[GOAL OF THE EXERCISE]
The result should be an exact copy of the data, free of pictures.

● ● ● ● ● ● ●

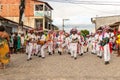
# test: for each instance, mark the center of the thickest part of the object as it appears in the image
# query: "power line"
(88, 2)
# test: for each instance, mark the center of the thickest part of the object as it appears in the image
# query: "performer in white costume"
(74, 43)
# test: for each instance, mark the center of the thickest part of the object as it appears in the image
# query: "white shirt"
(43, 37)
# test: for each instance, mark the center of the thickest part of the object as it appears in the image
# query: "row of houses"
(37, 15)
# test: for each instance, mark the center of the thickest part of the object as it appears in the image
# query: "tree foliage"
(84, 32)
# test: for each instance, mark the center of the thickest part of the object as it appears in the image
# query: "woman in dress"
(4, 48)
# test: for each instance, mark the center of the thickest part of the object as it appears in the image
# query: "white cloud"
(79, 13)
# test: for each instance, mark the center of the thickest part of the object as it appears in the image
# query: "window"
(39, 23)
(38, 7)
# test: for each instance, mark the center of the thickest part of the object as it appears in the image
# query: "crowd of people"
(39, 43)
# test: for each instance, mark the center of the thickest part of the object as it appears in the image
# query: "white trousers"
(106, 52)
(27, 48)
(73, 49)
(50, 47)
(82, 48)
(38, 47)
(60, 46)
(98, 49)
(30, 46)
(93, 47)
(43, 50)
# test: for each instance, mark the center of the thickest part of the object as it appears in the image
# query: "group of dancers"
(73, 43)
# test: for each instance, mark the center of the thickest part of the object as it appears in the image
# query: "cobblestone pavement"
(56, 67)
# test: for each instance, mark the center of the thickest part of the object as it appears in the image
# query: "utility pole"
(63, 23)
(96, 23)
(21, 13)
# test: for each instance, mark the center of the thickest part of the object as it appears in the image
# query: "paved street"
(87, 67)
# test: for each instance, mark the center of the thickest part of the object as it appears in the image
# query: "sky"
(81, 14)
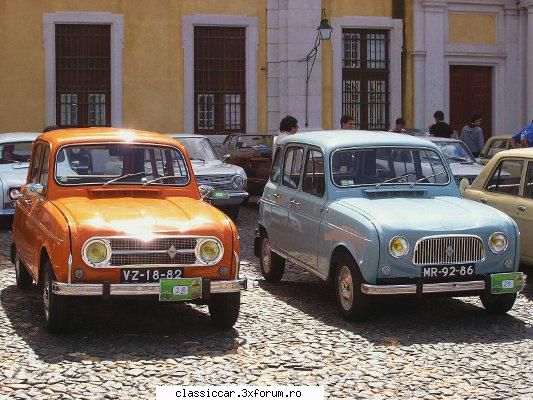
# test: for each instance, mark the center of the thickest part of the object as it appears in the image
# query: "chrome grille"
(439, 250)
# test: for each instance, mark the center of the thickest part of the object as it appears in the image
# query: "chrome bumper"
(446, 287)
(137, 289)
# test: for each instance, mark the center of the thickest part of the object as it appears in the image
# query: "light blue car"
(379, 213)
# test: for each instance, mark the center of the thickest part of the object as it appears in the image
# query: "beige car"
(506, 183)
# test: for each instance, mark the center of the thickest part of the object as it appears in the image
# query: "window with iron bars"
(365, 77)
(219, 79)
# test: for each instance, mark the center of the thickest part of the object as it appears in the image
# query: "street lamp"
(323, 33)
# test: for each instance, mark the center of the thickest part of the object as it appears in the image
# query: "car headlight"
(96, 252)
(238, 181)
(14, 193)
(498, 242)
(209, 251)
(398, 246)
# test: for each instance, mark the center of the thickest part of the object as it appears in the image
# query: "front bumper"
(137, 289)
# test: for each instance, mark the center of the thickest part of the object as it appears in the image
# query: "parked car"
(507, 184)
(462, 162)
(227, 181)
(133, 223)
(379, 214)
(15, 153)
(494, 145)
(254, 154)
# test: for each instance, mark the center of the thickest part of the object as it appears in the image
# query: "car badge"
(172, 252)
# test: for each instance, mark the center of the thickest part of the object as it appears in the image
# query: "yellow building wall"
(152, 58)
(472, 28)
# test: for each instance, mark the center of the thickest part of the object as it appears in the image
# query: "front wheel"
(224, 309)
(498, 303)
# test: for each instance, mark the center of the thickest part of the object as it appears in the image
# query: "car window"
(314, 181)
(292, 167)
(506, 177)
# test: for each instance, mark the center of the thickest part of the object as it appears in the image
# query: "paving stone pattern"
(287, 334)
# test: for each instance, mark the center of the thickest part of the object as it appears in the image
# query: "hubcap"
(345, 287)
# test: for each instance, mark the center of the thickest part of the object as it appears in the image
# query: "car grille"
(163, 251)
(448, 250)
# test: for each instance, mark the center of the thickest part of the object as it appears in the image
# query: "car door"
(525, 214)
(306, 208)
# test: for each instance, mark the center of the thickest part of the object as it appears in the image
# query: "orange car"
(110, 212)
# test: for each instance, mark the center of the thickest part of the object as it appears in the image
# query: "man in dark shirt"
(440, 128)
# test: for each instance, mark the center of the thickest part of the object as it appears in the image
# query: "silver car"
(15, 153)
(227, 182)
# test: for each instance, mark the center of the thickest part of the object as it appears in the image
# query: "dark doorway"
(470, 93)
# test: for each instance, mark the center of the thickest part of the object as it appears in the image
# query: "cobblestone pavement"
(287, 334)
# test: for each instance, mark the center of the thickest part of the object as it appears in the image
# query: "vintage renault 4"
(380, 214)
(109, 212)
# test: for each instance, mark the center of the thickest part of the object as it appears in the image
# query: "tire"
(54, 306)
(224, 309)
(352, 303)
(22, 276)
(272, 265)
(498, 303)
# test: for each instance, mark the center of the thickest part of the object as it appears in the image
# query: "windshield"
(387, 165)
(455, 152)
(199, 148)
(15, 152)
(114, 163)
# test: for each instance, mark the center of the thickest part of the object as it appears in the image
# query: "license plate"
(182, 289)
(508, 282)
(448, 271)
(148, 275)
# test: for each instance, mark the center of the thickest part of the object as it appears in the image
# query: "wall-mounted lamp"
(323, 33)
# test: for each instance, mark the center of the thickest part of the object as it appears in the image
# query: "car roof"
(345, 138)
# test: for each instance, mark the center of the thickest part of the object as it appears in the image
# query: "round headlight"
(238, 181)
(398, 246)
(209, 251)
(498, 242)
(96, 252)
(14, 193)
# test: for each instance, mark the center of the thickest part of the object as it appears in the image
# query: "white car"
(15, 153)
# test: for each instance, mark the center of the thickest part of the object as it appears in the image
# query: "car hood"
(435, 214)
(142, 217)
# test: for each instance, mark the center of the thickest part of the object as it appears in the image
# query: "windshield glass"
(15, 152)
(199, 148)
(387, 165)
(98, 164)
(455, 152)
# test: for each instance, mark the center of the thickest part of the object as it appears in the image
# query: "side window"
(506, 178)
(292, 166)
(314, 181)
(37, 156)
(276, 166)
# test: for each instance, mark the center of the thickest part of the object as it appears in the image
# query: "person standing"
(440, 128)
(472, 135)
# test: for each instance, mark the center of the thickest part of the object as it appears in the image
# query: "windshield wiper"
(161, 178)
(124, 176)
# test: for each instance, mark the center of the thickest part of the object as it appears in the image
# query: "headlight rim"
(506, 242)
(104, 262)
(408, 246)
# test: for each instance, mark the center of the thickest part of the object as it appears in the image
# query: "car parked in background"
(494, 145)
(507, 184)
(132, 223)
(462, 162)
(15, 153)
(254, 154)
(228, 182)
(380, 214)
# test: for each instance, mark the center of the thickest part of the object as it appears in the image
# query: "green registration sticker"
(509, 282)
(180, 289)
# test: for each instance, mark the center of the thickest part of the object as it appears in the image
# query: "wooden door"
(471, 93)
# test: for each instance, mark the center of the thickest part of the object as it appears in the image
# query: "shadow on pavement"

● ● ● ● ● ● ●

[RESPONSE TO THE TASK]
# test: for each instance, mark the center of the thickest part of the object as it appears in the image
# query: "power line"
(88, 2)
# test: for each instance, mark the center of the thickest part of the object as it appears in the image
# query: "performer in white costume"
(74, 43)
# test: for each instance, mark the center of the thickest part of the object as it appears in the image
# query: "white shirt"
(43, 37)
# test: for each instance, mark the center of the thickest part of the object as it appears in the image
# query: "row of houses"
(37, 15)
# test: for each instance, mark the center of the thickest part of the object as it appears in the image
# query: "tree foliage"
(84, 32)
# test: for each instance, mark the center of the thickest part of the object as it appears in the image
# query: "woman in dress"
(4, 48)
# test: for each instance, mark the center of the thickest part of the object as it appears in the image
# query: "white cloud"
(79, 13)
# test: for each instance, mark the center of the thickest part of the object as it appears in the image
# query: "window"
(39, 23)
(38, 7)
# test: for each instance, mark the center of the thickest part of the object as it appears in the image
# query: "crowd of people"
(39, 43)
# test: for each instance, mark the center of the thickest part of the object as it appears in the image
# query: "white trousers"
(106, 52)
(27, 48)
(73, 49)
(50, 47)
(82, 48)
(38, 47)
(60, 46)
(98, 49)
(30, 46)
(93, 47)
(43, 50)
# test: for each instance, mark the center of the thickest part of the object as it appears in the image
# query: "group of dancers"
(73, 43)
# test: for each instance, mark the center of the thickest part of the object as it appears in the image
# query: "cobblestone pavement"
(56, 67)
# test: for each instance, mark the center of the thickest part of the object as it appears in the image
# query: "utility pole"
(63, 23)
(96, 23)
(21, 13)
# test: for each instance, mark the center of the thickest part of the object as it appears in the image
# query: "paved street"
(87, 67)
# test: for each instance, mark the center of the thickest part of the object as it appears in the image
# query: "sky"
(81, 14)
# test: for each instance, mark the center of the thickest part of the object as it appears in the image
# query: "chrome grille"
(439, 250)
# test: for each instance, mark the center of the thickest part of the object as it appears in the image
# query: "chrome bumper"
(446, 287)
(137, 289)
# test: for each instance, mark the center of the thickest part of the object as it appears in the image
# query: "light blue car"
(379, 213)
# test: for each instance, mark the center of the thickest part of the object as it appears in the image
# query: "beige car"
(506, 183)
# test: for each instance, mark the center of the thickest part of the object as it appears in the image
# query: "window with iron bars"
(365, 77)
(219, 79)
# test: for each instance, mark the center of the thickest part of the object as it appears in the image
# query: "street lamp"
(323, 33)
# test: for each instance, mark the center of the thickest part of the object as it appears in the image
# query: "car headlight"
(96, 252)
(238, 181)
(14, 193)
(498, 242)
(209, 251)
(398, 246)
# test: for each instance, mark the center of the thickest part of the object as it appears in the image
# query: "front bumper"
(137, 289)
# test: for each instance, mark the center of the thickest part of the object as it appears in the image
# query: "parked car"
(507, 184)
(462, 162)
(227, 181)
(133, 223)
(379, 214)
(15, 153)
(494, 145)
(254, 154)
# test: for each instance, mark the center of the thickest part of the object as it appears in the image
# query: "car badge"
(172, 252)
# test: for each instance, mark the center of the thickest part of the object as it appears in the image
# query: "yellow building wall"
(152, 58)
(472, 28)
# test: for each instance, mark the center of the thickest part of the object as it appears in the image
# query: "front wheel"
(224, 309)
(498, 303)
# test: for each instance, mark the center of the thickest part of the object as it appears in the image
# query: "car window"
(314, 181)
(292, 167)
(506, 177)
# test: for each instance, mark the center of the thickest part of the object as it appears in the image
# query: "paving stone pattern"
(287, 334)
# test: for each instance, mark the center of the thickest part of the object as it appears in the image
# query: "hubcap"
(345, 287)
# test: for each instance, mark the center of the thickest part of the object as it appears in the image
# query: "car grille"
(163, 251)
(448, 250)
# test: for each instance, mark the center of the thickest part of the object as it appears in the image
# query: "car door"
(525, 214)
(306, 208)
# test: for each instance, mark the center of the thickest part of the object as it appears in the image
# query: "orange car"
(110, 212)
# test: for each instance, mark the center of the thickest part of the object as it appears in the image
# query: "man in dark shirt"
(440, 128)
# test: for each instance, mark the center of the thickest part of the object as it appears in the image
# query: "silver car"
(15, 153)
(227, 182)
# test: for each instance, mark the center of the thickest part of the object as it appears in the image
# query: "dark doorway"
(470, 93)
# test: for each instance, mark the center of the thickest part of the object as it appears in the image
# query: "cobblestone pavement"
(287, 334)
# test: for each instance, mark the center of the thickest part of the object as it appears in the image
# query: "vintage renault 4"
(380, 214)
(109, 212)
# test: for each instance, mark the center of the thickest part of the object as it appears in the image
# query: "tire"
(54, 306)
(224, 309)
(352, 303)
(22, 276)
(272, 265)
(498, 303)
# test: for each instance, mark the center of the thickest part of the object as it appears in the image
# query: "windshield"
(387, 165)
(455, 152)
(199, 148)
(15, 152)
(114, 163)
# test: for each instance, mark the center of the thickest part of the object as it appears in the image
# query: "license plate"
(182, 289)
(508, 282)
(448, 271)
(148, 275)
# test: for each instance, mark the center of the thickest part of the object as it appears in the image
# query: "wall-mounted lamp"
(323, 33)
# test: for each instance, mark the center of the thickest part of the object as it appears in the image
# query: "car roof"
(345, 138)
# test: for each instance, mark the center of the thickest part of the object as it appears in the image
# query: "round headlight"
(238, 181)
(398, 246)
(209, 251)
(498, 242)
(96, 252)
(14, 193)
# test: for each instance, mark the center of the thickest part of the object as it appears in the image
# query: "white car"
(15, 153)
# test: for each instance, mark the center of the thickest part of the object as it appears in the image
# query: "car hood"
(435, 214)
(142, 217)
# test: for each instance, mark the center of the thickest part of the object as it appears in the image
# query: "windshield glass"
(15, 152)
(199, 148)
(387, 165)
(98, 164)
(455, 152)
# test: for each instance, mark the center of the thickest part of the object as it appears in the image
# query: "side window"
(506, 178)
(292, 166)
(314, 181)
(37, 156)
(276, 166)
# test: for each instance, mark the center of the thickest part of the object as it appears in the image
# query: "person standing"
(440, 128)
(472, 135)
# test: for each instance, mark the center of the thickest part of the object as it appears in the image
# query: "windshield wiper"
(161, 178)
(124, 176)
# test: for each instance, mark the center of the thickest part of the object as it appears in the image
# query: "headlight rim"
(506, 242)
(104, 262)
(408, 246)
# test: for each instance, mark the center of the thickest part of the object as it appears in the image
# query: "car parked in background"
(494, 145)
(507, 184)
(132, 223)
(462, 162)
(15, 153)
(254, 154)
(228, 182)
(380, 214)
# test: for each instance, mark the center of the thickest part of the object as it appears in the image
# query: "green registration sticker"
(509, 282)
(180, 289)
# test: for each instance, mark the center of the thickest part of the object as it appears in the image
# query: "wooden door"
(471, 93)
# test: for each instance, mark the center of the thickest part of the object as it appears in the image
# query: "shadow on pavement"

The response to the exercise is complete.